> **What is required**
Return only those lines of the listing in which "segmentation" appears.

> **Records shown**
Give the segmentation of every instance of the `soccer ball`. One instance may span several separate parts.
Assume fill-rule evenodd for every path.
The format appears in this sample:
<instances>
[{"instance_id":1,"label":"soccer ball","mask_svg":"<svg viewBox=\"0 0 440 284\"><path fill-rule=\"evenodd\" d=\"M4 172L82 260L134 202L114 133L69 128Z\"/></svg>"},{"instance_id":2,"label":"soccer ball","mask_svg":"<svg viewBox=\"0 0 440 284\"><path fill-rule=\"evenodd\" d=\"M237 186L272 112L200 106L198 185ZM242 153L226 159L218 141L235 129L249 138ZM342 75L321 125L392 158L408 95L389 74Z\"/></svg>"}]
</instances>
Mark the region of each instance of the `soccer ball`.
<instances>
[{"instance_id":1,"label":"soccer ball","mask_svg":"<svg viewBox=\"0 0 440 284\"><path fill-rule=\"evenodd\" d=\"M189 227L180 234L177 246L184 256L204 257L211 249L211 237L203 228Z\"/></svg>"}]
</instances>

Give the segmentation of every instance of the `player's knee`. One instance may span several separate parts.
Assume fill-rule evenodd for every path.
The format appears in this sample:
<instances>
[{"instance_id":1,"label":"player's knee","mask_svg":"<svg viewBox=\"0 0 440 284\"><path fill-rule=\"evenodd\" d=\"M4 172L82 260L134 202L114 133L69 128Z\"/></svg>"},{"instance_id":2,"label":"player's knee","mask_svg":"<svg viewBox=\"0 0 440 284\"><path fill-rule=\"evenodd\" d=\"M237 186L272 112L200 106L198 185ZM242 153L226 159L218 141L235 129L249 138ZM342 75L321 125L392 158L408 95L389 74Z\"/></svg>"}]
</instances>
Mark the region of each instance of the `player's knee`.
...
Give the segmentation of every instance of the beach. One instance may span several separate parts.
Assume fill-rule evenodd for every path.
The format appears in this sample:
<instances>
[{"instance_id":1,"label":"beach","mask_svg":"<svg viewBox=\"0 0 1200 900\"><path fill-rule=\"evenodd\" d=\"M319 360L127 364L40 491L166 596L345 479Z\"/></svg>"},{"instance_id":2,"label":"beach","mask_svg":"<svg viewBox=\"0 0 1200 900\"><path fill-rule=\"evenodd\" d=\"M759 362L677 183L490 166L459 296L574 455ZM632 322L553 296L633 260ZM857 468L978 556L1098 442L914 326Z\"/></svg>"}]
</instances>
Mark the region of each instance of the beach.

> **Worked solution**
Give the segmentation of every instance of the `soccer ball`. One instance may span several separate parts.
Give the segmentation of every instance of the `player's knee`. One instance may span several separate parts.
Give the segmentation of every instance of the beach. One instance may span several separate parts.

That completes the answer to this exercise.